## [Quoted passage]
Red Maple budding out, March 10, 2020.
Nature gives to every time and season some beauties of its own; and from morning to night, as from the cradle to the grave, is but a succession of changes so gentle and easy that we can scarcely mark their progress. ~ Charles Dickens
I didn’t realize this maple was budding out until I was standing next to it, and I swear it didn’t look like this yesterday. Gentle and easy changes, indeed.
So many people in my neighborhood have signs in support of candidates and policies that are destructive and greed-based. Candidates who want nothing more than to strip away our health care. Strip away protections for those with pre-existing conditions. Strip away health insurance coverage for young adults under their parents’ plans.
I tried explaining my family’s health care needs to a kind neighbor displaying a campaign sign for one such candidate, telling him it was hurtful to see that sign in his yard. He listened to what I had to say about my family’s medical needs and how that candidate’s policies would change our lives for the worst. He listened and then said he’d talk to A and D, two men in our neighborhood. Well, apparently my female opinion wasn’t enough in the face of men’s opinions because my neighbor still has the sign for the candidate backed by the Koch Brothers in his yard.
Then there are the many anti-Proposition 112 signs in the neighborhood. All of them saying it’s more important to save a few oil and gas jobs in Colorado rather than protect the health and safety of its citizens. Every time I see one of those signs I wish I could put a drilling rig/fracking site on their front lawn. It’s so easy to vote against public health and safety when you’re not at risk. There is zero chance we’ll ever have oil and gas operations in our neighborhood, so fuck everyone else around the state, right? Not to mention how insane it is to ignore the fact that the planet is on a crash course to extinction due to fossil fuels.
I apologize for venting here. I just wish my neighborhood was filled with people trying to behave less like ignorant greedheads and more like Mister Rogers. I’m gonna go back to my fictional neighborhood now . . .
Learning how to be still, to really be still and let life happen –
that stillness becomes a radiance.

Stored entries
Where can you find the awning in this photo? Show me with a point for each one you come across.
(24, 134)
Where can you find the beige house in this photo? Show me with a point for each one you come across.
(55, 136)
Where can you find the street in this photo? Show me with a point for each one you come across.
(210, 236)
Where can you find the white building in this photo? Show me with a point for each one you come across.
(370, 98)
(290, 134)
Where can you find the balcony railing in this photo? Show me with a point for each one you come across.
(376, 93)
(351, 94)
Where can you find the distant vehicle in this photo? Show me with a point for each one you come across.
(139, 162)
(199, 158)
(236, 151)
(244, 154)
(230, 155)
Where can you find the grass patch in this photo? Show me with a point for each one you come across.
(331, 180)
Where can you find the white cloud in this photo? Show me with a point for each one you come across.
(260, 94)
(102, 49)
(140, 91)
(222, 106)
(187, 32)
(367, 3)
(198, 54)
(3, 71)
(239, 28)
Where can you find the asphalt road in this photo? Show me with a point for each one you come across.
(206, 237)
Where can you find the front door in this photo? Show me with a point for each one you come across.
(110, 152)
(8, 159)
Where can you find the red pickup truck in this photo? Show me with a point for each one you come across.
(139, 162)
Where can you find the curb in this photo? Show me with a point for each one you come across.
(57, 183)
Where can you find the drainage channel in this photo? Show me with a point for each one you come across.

## [Instructions]
1) Render this sentence from the post about the budding maple into Spanish: "I apologize for venting here."
2) Reproduce the post word for word from "So many people" up to and including "Brothers in his yard.".
Rely solely on the post.

## [Exercise results]
1) Pido disculpas por desahogarme aquí.

2)
So many people in my neighborhood have signs in support of candidates and policies that are destructive and greed-based. Candidates who want nothing more than to strip away our health care. Strip away protections for those with pre-existing conditions. Strip away health insurance coverage for young adults under their parents’ plans.
I tried explaining my family’s health care needs to a kind neighbor displaying a campaign sign for one such candidate, telling him it was hurtful to see that sign in his yard. He listened to what I had to say about my family’s medical needs and how that candidate’s policies would change our lives for the worst. He listened and then said he’d talk to A and D, two men in our neighborhood. Well, apparently my female opinion wasn’t enough in the face of men’s opinions because my neighbor still has the sign for the candidate backed by the Koch Brothers in his yard.